Start of EXCERPT PROVIDED

The numbers alone are enough to make your eyes water.
- Over four billion Web pages, each an average of 10KB, all fully indexed
- Up to 2,000 PCs in a cluster
- Over 30 clusters
- 104 interface languages including Klingon and Tagalog
- One petabyte of data in a cluster -- so much that hard disk error rates of 10-15 begin to be a real issue
- Sustained transfer rates of 2Gbps in a cluster
- An expectation that two machines will fail every day in each of the larger clusters
- No complete system failure since February 2000
It is one of the largest computing projects on the planet, arguably employing more computers than any other single, fully managed system (we're not counting distributed computing projects here), some 200 computer science PhDs, and 600 other computer scientists.
And it is all hidden behind a deceptively simple, white, Web page that contains a single one-line text box and a button that says Google Search.
When Arthur C. Clarke said that any sufficiently advanced technology is indistinguishable from magic, he was alluding to the trick of hiding the complexity of the job from the audience, or the user. Nobody hides the complexity of the job better than Google does; so long as we have a connection to the Internet, the Google search page is there day and night, every day of the year, and it is not just there, but it returns results. Google recognises that the returns are not always perfect, and there are still issues there -- more on those later -- but when you understand the complexity of the system behind that Web page you may be able to forgive the imperfections. You may even agree that what Google achieves is nothing short of sorcery.
On Thursday evening, Google's vice-president of engineering, Urs Hölzle, who has been with the company since 1999 and who is now a Google fellow, gave an insight to would-be Google employees into just what it takes to run an operation on such a scale, with such reliability. ZDNet UK snuck in the back to glean some of the secrets of Google's magic.

End of EXCERPT PROVIDED

WRITTEN PROBLEM A: From the bulleted list in the article on Google's infrastructure, list each figure that mentions a cluster or clusters.
The text and the records are unrelated to each other.

Start of DATA IN THIS EXERCISE

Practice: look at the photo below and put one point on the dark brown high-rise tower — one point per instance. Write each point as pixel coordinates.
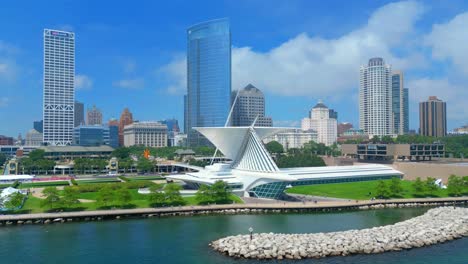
(126, 118)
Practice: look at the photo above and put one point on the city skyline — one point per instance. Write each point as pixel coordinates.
(287, 105)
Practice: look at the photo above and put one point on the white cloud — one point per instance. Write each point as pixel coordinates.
(4, 101)
(455, 95)
(314, 66)
(176, 73)
(449, 41)
(83, 82)
(129, 66)
(136, 83)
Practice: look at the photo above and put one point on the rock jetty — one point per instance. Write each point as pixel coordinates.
(437, 225)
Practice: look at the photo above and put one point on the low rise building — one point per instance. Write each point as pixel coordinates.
(73, 152)
(295, 138)
(96, 135)
(382, 152)
(149, 134)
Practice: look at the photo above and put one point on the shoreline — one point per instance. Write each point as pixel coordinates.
(437, 225)
(251, 208)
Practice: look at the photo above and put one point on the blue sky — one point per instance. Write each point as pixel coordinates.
(132, 54)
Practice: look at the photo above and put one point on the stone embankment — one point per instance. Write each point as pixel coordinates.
(226, 209)
(437, 225)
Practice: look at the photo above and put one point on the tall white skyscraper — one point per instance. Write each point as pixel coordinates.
(375, 98)
(320, 121)
(59, 87)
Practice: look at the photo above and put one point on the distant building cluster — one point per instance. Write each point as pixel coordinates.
(210, 102)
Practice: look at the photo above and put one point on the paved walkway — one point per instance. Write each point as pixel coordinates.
(285, 205)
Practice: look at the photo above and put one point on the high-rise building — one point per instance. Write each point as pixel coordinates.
(208, 77)
(375, 98)
(250, 105)
(433, 117)
(6, 141)
(343, 127)
(33, 138)
(126, 118)
(148, 134)
(95, 135)
(406, 111)
(93, 116)
(172, 130)
(398, 103)
(59, 87)
(333, 114)
(113, 122)
(38, 126)
(79, 114)
(320, 121)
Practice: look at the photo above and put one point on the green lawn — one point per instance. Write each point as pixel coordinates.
(192, 201)
(359, 190)
(144, 178)
(108, 180)
(33, 204)
(43, 184)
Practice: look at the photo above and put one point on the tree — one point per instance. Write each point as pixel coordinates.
(144, 165)
(455, 185)
(70, 196)
(105, 196)
(204, 195)
(52, 198)
(418, 186)
(172, 193)
(430, 185)
(382, 190)
(156, 197)
(14, 201)
(123, 196)
(220, 191)
(121, 153)
(2, 159)
(274, 147)
(395, 187)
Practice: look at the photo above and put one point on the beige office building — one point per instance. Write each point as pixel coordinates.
(433, 117)
(148, 134)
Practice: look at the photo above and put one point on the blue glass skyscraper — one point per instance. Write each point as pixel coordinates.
(208, 77)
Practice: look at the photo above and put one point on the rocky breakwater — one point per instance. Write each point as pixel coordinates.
(435, 226)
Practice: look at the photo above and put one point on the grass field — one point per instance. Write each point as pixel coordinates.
(144, 178)
(43, 184)
(105, 180)
(33, 204)
(359, 190)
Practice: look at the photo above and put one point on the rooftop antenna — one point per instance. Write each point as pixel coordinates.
(227, 122)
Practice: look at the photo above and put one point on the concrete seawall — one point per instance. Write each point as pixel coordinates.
(251, 208)
(435, 226)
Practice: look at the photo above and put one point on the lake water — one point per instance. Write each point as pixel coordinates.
(185, 239)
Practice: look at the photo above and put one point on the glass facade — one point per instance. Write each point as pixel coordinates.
(88, 136)
(59, 87)
(208, 77)
(396, 105)
(406, 111)
(274, 190)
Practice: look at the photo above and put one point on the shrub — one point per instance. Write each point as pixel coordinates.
(73, 181)
(123, 178)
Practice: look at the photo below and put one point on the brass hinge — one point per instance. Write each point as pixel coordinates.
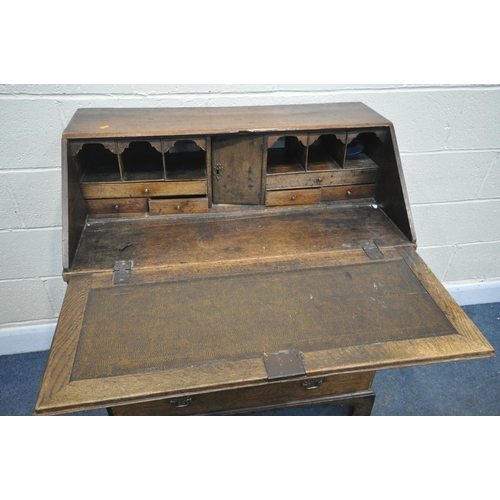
(122, 272)
(371, 249)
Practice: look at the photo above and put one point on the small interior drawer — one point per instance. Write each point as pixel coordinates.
(348, 192)
(117, 206)
(252, 397)
(143, 189)
(170, 206)
(339, 177)
(293, 197)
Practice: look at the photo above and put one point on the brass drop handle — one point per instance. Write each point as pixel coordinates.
(181, 402)
(218, 171)
(312, 383)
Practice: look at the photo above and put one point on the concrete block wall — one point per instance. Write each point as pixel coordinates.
(448, 137)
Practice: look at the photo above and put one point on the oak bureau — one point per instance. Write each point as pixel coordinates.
(231, 260)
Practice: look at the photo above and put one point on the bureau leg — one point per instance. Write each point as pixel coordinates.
(363, 405)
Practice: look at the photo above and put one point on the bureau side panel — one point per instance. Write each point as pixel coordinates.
(74, 211)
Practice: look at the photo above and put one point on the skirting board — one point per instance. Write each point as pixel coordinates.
(20, 339)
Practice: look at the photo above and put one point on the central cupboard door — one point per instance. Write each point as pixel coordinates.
(237, 169)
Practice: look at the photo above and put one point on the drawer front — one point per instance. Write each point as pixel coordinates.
(117, 206)
(178, 206)
(293, 197)
(253, 397)
(347, 192)
(143, 189)
(320, 179)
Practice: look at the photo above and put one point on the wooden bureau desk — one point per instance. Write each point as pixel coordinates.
(230, 260)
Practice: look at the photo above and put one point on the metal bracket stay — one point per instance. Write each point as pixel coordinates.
(122, 272)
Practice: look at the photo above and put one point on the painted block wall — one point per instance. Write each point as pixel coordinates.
(448, 136)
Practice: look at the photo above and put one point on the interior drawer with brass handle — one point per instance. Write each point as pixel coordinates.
(252, 397)
(172, 206)
(143, 189)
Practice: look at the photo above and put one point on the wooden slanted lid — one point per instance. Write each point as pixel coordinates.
(153, 339)
(134, 122)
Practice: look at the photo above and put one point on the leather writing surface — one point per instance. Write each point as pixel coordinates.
(129, 329)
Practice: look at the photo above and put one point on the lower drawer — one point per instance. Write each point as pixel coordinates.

End of DATA IN THIS EXERCISE

WRITTEN PROBLEM B: Express the records as a numbered list. Begin at the line that contains "the wooden slanted", continue through the end of the records, and omit blank lines.

FINISHED ANSWER A:
- Up to 2,000 PCs in a cluster
- Over 30 clusters
- One petabyte of data in a cluster
- Sustained transfer rates of 2Gbps in a cluster
- An expectation that two machines will fail every day in each of the larger clusters

FINISHED ANSWER B:
1. Practice: look at the photo above and put one point on the wooden slanted lid — one point per instance. Write each point as pixel coordinates.
2. (153, 339)
3. (134, 122)
4. Practice: look at the photo above and put one point on the leather writing surface — one point per instance. Write each point as pixel coordinates.
5. (129, 329)
6. Practice: look at the photo above and put one point on the lower drawer — one point per instance. Write each point as pixel coordinates.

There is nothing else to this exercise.